--- ABOUT THIS EXERCISE ---
Within the entries below, count the lines that hold the string "outline" and give only that number.

--- SUPPLIED RECORDS ---
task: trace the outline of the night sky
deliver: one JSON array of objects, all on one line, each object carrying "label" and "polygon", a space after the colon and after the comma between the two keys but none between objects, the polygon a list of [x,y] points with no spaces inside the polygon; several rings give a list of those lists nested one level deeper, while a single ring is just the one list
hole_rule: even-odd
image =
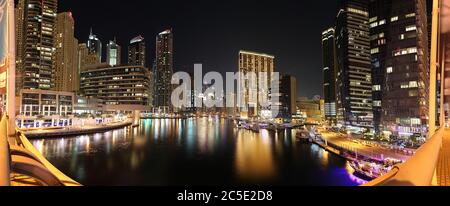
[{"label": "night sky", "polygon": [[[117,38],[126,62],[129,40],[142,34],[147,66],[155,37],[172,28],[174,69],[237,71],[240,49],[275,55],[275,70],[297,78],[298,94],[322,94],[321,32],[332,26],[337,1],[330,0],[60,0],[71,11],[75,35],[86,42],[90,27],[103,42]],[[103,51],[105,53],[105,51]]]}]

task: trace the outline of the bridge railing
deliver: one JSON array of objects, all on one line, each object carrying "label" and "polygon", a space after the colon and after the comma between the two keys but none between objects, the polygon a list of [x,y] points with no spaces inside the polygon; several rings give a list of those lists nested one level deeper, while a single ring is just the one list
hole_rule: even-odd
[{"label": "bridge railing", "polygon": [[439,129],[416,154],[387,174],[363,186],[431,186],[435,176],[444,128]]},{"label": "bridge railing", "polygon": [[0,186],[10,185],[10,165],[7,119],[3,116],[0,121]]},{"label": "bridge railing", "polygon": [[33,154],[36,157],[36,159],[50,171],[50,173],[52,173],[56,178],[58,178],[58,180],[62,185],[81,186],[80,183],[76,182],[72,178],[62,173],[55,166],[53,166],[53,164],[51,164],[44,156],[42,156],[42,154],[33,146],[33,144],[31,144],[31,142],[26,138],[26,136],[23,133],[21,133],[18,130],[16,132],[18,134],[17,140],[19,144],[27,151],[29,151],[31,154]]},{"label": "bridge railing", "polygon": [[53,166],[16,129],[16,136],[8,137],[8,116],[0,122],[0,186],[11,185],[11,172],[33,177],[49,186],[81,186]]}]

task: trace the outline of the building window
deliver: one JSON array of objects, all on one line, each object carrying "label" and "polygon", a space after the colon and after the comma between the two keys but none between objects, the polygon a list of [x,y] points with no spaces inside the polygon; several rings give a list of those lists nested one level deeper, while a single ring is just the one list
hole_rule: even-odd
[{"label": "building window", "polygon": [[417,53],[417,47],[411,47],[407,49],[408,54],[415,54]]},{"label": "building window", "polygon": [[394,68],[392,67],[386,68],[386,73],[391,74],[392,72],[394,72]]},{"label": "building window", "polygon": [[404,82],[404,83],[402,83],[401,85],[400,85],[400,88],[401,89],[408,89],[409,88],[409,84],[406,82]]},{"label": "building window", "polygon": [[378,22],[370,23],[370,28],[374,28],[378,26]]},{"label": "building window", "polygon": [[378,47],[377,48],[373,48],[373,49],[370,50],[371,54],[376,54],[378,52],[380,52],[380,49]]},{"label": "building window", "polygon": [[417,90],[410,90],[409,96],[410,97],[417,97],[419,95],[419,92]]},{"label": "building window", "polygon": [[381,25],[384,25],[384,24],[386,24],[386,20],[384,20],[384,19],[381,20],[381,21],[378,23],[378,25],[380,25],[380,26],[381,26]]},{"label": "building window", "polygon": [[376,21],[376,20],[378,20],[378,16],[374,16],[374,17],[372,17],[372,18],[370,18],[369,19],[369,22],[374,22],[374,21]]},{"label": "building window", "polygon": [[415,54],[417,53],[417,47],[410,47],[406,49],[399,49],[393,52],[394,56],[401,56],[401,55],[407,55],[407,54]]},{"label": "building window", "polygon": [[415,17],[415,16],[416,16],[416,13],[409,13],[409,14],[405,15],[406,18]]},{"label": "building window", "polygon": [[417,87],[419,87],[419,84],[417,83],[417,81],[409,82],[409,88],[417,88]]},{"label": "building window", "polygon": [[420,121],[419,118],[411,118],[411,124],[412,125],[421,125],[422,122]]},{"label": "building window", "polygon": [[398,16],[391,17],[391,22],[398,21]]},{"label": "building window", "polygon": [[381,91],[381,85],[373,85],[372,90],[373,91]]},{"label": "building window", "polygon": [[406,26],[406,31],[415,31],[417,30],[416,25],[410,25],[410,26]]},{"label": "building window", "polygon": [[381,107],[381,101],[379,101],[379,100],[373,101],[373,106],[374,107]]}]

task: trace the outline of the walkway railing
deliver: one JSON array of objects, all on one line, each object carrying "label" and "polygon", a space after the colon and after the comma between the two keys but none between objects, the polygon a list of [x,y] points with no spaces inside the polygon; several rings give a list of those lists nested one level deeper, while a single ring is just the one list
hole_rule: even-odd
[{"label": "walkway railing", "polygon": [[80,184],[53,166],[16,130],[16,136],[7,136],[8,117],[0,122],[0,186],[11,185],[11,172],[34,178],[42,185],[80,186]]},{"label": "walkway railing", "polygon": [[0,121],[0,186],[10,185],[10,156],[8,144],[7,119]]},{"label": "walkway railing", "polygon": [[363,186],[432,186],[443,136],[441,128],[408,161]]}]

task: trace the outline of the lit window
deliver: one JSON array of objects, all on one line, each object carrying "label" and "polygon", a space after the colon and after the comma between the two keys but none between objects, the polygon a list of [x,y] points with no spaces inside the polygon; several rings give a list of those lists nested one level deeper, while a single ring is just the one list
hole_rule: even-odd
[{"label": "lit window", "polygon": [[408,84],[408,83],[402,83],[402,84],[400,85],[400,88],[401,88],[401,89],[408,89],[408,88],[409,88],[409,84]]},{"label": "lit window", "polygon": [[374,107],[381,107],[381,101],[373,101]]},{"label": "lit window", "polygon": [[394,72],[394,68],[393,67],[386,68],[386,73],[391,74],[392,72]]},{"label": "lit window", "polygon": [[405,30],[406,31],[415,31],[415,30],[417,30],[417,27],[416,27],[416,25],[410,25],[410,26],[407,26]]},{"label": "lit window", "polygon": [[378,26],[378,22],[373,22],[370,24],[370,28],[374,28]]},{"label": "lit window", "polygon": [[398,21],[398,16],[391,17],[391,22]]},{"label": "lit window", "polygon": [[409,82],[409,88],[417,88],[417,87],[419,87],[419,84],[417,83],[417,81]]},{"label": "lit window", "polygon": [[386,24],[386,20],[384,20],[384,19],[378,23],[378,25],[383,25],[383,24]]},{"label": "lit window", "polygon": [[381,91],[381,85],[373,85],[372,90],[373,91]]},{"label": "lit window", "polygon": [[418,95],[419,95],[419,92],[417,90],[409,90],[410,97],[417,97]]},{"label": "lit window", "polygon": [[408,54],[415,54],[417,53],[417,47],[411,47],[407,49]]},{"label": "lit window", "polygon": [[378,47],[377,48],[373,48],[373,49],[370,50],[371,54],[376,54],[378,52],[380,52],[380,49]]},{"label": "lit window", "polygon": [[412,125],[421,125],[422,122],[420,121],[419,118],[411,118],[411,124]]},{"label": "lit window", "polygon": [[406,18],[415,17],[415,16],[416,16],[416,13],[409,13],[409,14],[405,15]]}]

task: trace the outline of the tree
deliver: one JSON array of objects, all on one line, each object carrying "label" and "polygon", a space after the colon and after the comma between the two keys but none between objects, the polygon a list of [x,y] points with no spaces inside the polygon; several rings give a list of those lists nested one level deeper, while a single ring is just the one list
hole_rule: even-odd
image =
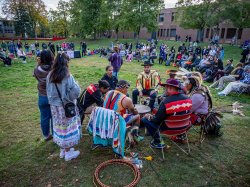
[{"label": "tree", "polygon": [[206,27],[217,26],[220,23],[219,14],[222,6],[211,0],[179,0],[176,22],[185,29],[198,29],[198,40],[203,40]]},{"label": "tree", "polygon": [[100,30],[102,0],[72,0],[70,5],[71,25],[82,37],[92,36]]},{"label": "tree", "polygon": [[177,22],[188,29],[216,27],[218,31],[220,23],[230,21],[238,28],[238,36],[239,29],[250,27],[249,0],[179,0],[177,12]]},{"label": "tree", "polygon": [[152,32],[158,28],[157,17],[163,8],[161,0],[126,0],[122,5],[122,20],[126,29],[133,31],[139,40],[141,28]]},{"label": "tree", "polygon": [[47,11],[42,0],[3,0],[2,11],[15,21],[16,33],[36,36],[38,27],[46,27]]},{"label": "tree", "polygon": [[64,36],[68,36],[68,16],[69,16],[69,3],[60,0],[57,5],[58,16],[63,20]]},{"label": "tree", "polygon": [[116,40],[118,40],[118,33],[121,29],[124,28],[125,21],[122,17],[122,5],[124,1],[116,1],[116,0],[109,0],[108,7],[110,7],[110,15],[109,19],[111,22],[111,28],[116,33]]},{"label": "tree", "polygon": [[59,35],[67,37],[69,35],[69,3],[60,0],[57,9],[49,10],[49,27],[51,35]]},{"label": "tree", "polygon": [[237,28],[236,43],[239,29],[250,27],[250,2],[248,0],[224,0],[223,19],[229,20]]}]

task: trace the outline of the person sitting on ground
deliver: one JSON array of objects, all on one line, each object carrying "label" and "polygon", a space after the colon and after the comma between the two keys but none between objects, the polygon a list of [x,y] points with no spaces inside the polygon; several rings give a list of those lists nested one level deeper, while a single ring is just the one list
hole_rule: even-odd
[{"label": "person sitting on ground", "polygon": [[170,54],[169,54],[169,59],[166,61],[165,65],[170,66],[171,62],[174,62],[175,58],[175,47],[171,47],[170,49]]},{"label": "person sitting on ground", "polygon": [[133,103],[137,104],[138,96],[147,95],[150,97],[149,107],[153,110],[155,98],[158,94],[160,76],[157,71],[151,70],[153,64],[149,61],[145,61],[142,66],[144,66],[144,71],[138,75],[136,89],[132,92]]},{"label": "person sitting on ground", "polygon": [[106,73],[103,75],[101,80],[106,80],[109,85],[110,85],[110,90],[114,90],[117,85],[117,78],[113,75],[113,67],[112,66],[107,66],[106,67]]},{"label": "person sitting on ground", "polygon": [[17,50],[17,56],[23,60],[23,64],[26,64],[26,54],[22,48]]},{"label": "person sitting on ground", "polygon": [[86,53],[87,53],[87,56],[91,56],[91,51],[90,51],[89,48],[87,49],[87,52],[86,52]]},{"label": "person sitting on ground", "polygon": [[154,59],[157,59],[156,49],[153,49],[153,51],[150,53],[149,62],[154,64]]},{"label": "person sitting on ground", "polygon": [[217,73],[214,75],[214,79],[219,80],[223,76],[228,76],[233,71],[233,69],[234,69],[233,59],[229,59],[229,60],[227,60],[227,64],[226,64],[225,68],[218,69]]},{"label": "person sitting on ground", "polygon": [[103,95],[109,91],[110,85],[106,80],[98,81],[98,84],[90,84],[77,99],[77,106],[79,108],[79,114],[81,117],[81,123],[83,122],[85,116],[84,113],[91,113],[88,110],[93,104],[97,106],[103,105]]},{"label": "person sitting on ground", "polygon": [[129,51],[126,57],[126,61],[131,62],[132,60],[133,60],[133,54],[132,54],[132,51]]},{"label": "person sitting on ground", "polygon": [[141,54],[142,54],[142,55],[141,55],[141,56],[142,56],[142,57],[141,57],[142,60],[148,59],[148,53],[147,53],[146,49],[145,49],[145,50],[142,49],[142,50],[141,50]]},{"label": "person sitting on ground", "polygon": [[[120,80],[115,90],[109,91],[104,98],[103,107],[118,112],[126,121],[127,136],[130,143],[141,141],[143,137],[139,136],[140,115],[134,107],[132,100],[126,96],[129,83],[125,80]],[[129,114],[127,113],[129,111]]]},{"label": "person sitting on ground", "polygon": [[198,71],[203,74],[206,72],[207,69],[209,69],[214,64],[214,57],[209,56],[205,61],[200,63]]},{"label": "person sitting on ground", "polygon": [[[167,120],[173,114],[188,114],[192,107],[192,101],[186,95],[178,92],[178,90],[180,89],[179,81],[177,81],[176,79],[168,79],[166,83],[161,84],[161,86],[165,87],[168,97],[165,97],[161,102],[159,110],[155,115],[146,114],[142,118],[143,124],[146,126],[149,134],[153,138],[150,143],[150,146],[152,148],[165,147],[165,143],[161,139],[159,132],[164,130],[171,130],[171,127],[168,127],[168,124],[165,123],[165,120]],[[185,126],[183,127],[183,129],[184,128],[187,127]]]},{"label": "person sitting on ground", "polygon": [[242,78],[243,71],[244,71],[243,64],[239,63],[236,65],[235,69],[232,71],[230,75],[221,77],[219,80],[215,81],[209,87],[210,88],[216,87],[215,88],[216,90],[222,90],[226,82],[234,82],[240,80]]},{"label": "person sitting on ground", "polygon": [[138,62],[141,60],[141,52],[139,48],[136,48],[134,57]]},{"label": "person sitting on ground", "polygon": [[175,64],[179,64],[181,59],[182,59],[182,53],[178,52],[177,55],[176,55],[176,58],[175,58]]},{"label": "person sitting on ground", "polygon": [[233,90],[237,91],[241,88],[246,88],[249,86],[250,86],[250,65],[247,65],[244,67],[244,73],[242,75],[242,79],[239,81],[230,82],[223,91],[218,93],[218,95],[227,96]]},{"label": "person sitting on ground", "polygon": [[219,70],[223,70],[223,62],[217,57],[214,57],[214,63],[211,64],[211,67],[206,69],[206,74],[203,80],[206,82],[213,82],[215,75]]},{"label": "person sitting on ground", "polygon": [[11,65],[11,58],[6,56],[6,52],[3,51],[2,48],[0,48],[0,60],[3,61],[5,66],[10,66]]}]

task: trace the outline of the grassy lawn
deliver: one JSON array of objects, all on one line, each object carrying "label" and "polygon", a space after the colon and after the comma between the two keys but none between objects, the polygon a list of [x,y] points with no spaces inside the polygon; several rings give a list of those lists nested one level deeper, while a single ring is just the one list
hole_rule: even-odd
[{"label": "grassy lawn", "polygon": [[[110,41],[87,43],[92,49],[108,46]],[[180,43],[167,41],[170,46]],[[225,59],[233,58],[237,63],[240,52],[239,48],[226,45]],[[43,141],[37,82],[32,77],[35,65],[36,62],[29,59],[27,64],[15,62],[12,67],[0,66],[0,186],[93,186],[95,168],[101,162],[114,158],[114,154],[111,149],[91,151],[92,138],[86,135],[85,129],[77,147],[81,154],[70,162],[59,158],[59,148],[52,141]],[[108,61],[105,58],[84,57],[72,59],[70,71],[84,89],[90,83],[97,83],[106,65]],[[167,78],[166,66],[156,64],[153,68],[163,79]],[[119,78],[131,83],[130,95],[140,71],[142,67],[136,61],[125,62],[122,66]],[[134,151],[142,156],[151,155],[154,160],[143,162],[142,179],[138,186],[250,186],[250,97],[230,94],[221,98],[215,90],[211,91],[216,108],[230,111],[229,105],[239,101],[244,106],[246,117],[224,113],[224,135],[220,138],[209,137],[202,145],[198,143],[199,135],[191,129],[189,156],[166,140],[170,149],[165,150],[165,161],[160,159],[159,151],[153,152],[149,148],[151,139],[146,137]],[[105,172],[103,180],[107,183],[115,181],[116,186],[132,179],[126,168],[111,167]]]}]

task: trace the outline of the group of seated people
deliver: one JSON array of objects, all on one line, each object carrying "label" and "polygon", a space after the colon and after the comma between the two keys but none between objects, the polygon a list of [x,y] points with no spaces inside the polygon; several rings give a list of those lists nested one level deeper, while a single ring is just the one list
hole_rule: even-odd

--- RESPONSE AREA ---
9